● GIVEN PROBLEM:
Copy out everything in the data below from the line containing "Target: road lane marking" down to the line containing "pixel 537 450", with both of those lines included and nothing changed.
#####
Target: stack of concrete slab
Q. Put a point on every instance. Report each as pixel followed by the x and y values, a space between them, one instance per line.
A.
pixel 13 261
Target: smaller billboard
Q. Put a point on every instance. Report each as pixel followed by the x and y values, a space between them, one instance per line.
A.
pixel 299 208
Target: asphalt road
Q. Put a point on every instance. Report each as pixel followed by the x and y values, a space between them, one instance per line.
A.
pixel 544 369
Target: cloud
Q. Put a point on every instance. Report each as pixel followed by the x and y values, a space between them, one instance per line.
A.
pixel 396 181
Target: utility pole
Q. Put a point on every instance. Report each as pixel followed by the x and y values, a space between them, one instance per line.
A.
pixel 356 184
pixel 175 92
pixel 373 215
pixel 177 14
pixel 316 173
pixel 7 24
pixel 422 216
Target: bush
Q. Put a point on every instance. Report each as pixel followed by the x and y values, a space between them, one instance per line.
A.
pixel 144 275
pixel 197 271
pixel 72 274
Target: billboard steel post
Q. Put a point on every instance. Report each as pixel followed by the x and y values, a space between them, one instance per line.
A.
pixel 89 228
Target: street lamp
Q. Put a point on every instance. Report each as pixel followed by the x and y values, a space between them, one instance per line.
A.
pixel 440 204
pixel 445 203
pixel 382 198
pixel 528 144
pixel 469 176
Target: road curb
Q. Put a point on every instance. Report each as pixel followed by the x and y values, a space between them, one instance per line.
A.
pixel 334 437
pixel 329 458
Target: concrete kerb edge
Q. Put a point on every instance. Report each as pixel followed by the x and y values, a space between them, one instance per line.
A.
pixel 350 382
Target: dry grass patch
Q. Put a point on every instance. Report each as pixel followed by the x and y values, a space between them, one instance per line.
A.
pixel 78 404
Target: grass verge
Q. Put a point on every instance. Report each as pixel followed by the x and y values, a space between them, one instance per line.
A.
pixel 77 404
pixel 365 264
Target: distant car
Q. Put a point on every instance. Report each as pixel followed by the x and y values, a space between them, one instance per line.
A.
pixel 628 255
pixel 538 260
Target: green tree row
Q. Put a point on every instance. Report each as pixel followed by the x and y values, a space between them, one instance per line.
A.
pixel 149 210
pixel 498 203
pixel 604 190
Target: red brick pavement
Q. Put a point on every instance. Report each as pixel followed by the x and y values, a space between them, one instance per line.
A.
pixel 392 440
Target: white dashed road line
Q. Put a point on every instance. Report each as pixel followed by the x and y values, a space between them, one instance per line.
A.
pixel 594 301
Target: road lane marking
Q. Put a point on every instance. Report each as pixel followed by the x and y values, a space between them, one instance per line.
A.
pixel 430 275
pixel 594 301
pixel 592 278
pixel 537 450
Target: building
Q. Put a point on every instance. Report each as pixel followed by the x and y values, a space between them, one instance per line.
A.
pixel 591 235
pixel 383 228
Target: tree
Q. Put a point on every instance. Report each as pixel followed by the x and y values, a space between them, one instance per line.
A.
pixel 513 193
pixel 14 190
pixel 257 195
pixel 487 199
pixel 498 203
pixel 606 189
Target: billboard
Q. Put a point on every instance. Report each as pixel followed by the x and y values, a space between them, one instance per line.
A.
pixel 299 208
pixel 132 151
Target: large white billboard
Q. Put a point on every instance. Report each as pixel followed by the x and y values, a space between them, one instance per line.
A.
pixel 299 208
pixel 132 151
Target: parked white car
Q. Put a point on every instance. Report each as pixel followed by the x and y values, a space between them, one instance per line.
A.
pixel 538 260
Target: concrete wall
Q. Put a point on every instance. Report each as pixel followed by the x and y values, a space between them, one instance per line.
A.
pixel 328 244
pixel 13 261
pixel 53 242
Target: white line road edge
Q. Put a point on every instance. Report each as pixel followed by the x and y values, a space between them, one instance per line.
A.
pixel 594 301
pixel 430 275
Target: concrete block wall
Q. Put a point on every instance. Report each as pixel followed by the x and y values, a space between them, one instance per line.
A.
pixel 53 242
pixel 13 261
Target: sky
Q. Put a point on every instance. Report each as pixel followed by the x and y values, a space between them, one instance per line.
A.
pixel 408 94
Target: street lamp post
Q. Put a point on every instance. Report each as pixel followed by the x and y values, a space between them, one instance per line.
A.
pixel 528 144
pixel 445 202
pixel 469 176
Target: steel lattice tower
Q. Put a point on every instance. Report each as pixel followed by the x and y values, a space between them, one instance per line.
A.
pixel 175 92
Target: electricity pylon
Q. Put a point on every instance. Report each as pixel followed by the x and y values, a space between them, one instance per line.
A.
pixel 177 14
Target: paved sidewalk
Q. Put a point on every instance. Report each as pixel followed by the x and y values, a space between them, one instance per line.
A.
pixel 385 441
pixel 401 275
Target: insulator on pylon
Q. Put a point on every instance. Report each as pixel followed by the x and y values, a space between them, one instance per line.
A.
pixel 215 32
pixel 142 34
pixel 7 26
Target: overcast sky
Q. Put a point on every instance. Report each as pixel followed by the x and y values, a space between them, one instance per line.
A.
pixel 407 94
#####
● REPLY:
Target: road lane marking
Q. Put a point on every instance. Report each as pixel followed by the x and y values, a space between them, one instance per line.
A.
pixel 430 275
pixel 594 301
pixel 592 278
pixel 537 450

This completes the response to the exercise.